EXERCISE MATERIALS
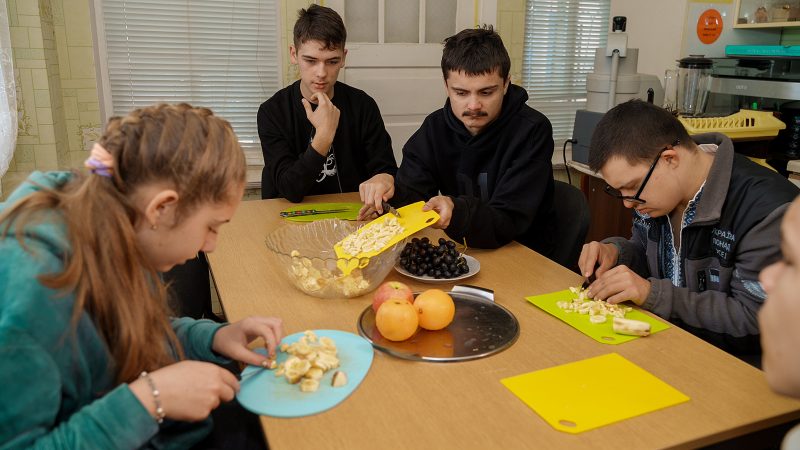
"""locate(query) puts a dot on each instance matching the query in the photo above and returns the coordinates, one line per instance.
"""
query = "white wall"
(655, 27)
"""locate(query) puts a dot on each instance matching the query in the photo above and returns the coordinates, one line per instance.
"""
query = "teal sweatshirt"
(56, 389)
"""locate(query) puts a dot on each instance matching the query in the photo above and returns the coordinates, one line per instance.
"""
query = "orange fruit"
(397, 320)
(435, 308)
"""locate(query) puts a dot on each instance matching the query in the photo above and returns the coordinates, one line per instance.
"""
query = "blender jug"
(687, 87)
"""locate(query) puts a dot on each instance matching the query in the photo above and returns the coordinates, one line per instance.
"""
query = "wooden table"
(404, 404)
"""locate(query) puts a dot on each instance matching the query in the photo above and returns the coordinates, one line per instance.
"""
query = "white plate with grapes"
(427, 262)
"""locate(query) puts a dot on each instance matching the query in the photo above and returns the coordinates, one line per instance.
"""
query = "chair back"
(572, 223)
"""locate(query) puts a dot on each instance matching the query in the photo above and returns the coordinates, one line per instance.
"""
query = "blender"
(688, 86)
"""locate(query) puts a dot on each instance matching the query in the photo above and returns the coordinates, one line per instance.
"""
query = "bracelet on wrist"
(160, 414)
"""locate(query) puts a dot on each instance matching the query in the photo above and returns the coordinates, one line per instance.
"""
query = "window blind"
(223, 55)
(560, 40)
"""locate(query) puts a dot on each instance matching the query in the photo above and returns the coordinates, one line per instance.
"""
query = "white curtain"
(8, 95)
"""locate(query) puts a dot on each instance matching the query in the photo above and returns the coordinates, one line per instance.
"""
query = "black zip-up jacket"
(735, 233)
(361, 147)
(501, 180)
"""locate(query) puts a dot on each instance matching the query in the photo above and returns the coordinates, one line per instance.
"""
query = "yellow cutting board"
(600, 332)
(591, 393)
(412, 219)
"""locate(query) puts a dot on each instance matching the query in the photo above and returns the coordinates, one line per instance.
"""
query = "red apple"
(391, 290)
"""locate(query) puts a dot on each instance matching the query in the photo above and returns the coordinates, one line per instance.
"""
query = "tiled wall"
(56, 87)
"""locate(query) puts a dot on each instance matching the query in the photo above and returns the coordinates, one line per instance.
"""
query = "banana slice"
(309, 385)
(339, 379)
(326, 361)
(315, 373)
(295, 368)
(631, 327)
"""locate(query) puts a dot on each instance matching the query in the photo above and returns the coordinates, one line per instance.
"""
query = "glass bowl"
(305, 254)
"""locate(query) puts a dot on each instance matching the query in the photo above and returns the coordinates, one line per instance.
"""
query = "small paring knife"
(311, 212)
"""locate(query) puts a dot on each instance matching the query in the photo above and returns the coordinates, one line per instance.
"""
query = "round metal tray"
(480, 328)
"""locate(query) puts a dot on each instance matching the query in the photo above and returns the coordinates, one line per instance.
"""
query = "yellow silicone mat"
(591, 393)
(600, 332)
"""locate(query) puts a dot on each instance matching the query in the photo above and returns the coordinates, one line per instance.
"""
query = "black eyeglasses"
(635, 197)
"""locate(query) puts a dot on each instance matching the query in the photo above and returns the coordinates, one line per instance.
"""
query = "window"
(560, 40)
(223, 55)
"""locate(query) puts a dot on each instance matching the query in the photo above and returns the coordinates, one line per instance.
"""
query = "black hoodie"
(501, 180)
(293, 169)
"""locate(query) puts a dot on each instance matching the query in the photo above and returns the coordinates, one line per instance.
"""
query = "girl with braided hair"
(90, 356)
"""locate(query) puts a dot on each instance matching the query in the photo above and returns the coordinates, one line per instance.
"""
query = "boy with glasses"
(706, 221)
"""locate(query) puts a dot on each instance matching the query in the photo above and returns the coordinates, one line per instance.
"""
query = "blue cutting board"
(264, 393)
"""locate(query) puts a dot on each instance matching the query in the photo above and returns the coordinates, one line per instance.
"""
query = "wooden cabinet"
(609, 217)
(767, 13)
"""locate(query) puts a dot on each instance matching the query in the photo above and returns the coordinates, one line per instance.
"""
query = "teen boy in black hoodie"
(486, 151)
(320, 136)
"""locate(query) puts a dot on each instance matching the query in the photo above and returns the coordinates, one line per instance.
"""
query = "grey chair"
(572, 223)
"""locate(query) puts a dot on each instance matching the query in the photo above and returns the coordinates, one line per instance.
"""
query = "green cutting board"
(602, 332)
(350, 214)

ACTION ITEM
Each entry above should come back word for word, and no picture should come with it.

COMPLETED TASK
"""locate(query) puts a dot on each instance matching the query in the photo above and returns the coordinates, one line per instance.
"""
query = "white wall"
(655, 27)
"""locate(query) puts a dot on each instance matching the query in the photo above and returns the coordinates, one line per instance.
"""
query = "teal sweatshirt"
(56, 389)
"""locate(query) puts a dot on each instance matching the query in the photo above and returns the coordinates, one line per instance.
"""
query = "orange fruit"
(397, 320)
(435, 308)
"""locate(query) puts a dot on each instance matching the query in the photo above and returns the coordinates, one line per instance.
"""
query = "blender jug"
(687, 87)
"""locate(query) puts a dot on each instance matching the query in the photo above and returns the coordinates, one line per instance.
"""
query = "wooden table"
(404, 404)
"""locate(query) puts a dot on each instance matching the query in the photo above and returns the coordinates, one line per instance.
"""
query = "white plate with grapes"
(427, 262)
"""locate(query) puts a dot on each instance matching the query in the photo above and returns the coordinates, one line per instance.
"""
query = "chair back"
(572, 223)
"""locate(query) puts a dot on each instance matching the query in the photo above and returns the coordinates, one line per instance.
"""
query = "blender"
(688, 86)
"""locate(query) puts a dot on each instance matching the query in the photo above and returns the coordinates, one line per instance.
"""
query = "bracelet on wrist"
(160, 414)
"""locate(query) puts a dot on each instance matching the query in the photo above and returns the coordinates, one line per instance.
"""
query = "window blind"
(223, 55)
(560, 40)
"""locate(query) puts a dot on each instance matching the query in the photo above and returns the coordinates, one line per instance.
"""
query = "white curtain"
(8, 95)
"""locate(query) puts a dot on each instance matching the query in the photo above and returns the coordinates, one line per instance.
"""
query = "black zip-up jacket"
(735, 233)
(361, 147)
(501, 180)
"""locate(query) puts a dot on each instance matching the query in the photo above and returns the coordinates, one line per instance.
"""
query = "yellow cutting board"
(600, 332)
(591, 393)
(412, 219)
"""locate(query) puts a dot on each instance matching the query in the photo above and returns the coordinates, one line per instance.
"""
query = "red apple"
(391, 290)
"""locate(query) puts a dot on each instance matching the query in the photo above and returns the coordinates, one line per instance.
"""
query = "tiled wall"
(56, 87)
"""locate(query) puts a dot on each instance matching the query in the photo above and returns the coordinates, one line per instance.
"""
query = "banana slice"
(309, 385)
(339, 379)
(326, 361)
(315, 373)
(295, 368)
(631, 327)
"""locate(query) puts a dot on each instance matching the query in the photo above and returns the coordinates, one line per instance.
"""
query = "glass bowl"
(305, 254)
"""locate(query) puts a dot on each instance matching the query in the photo above and returns the coordinates, one line per instance.
"""
query = "small paring knife"
(311, 212)
"""locate(query) puts a dot on each instance matching the query in the photo above and returns the coordinates, one line per instance.
"""
query = "round metal tray"
(480, 328)
"""locate(query) puts a dot on each instance matching the query in the photo above and returns the coordinates, one line per instance.
"""
query = "yellow silicone mat"
(591, 393)
(600, 332)
"""locate(query) puts a dot on each instance matching the query in the photo above and returns the coordinates, one line per instance.
"""
query = "black eyeglasses"
(635, 197)
"""locate(query) puts a dot on each instance matching the query in the photo above and returns the coordinates, one line per instance.
"""
query = "window"
(560, 40)
(223, 55)
"""locate(query) puts a dot on each instance matching the query in the photo above and returns the coordinates, one line per instance.
"""
query = "black hoodie"
(501, 180)
(293, 169)
"""locate(query) puts a dot on each instance matching the query in the photo above and returns the coordinates, one line per instance.
"""
query = "girl with braided hair"
(90, 356)
"""locate(query) puts a dot on each instance matching the query in the photo above and returns the coordinates, one line per instance.
"""
query = "boy with glasses"
(706, 221)
"""locate(query) puts a dot on each instance matching the query in the photo above and returns the coordinates, one line per instance.
"""
query = "blue cutting board"
(264, 393)
"""locate(query) puts a dot on each instance matching the query in the photo above and returns the coordinates, one line per instance.
"""
query = "wooden cabinet"
(609, 217)
(767, 13)
"""locate(query) puts a dot on each instance matching the query in the photo above and returns the coordinates, one line per instance.
"""
query = "teen boy in black hoodie"
(486, 151)
(320, 136)
"""locate(query) puts a dot on each instance matching the query in the photo above and returns the coordinates, one line per instance.
"""
query = "grey chair"
(572, 223)
"""locate(query) puts a dot on each instance matching the query in the photo above and returns the coordinates, one line per instance.
"""
query = "green cutting board"
(602, 332)
(350, 214)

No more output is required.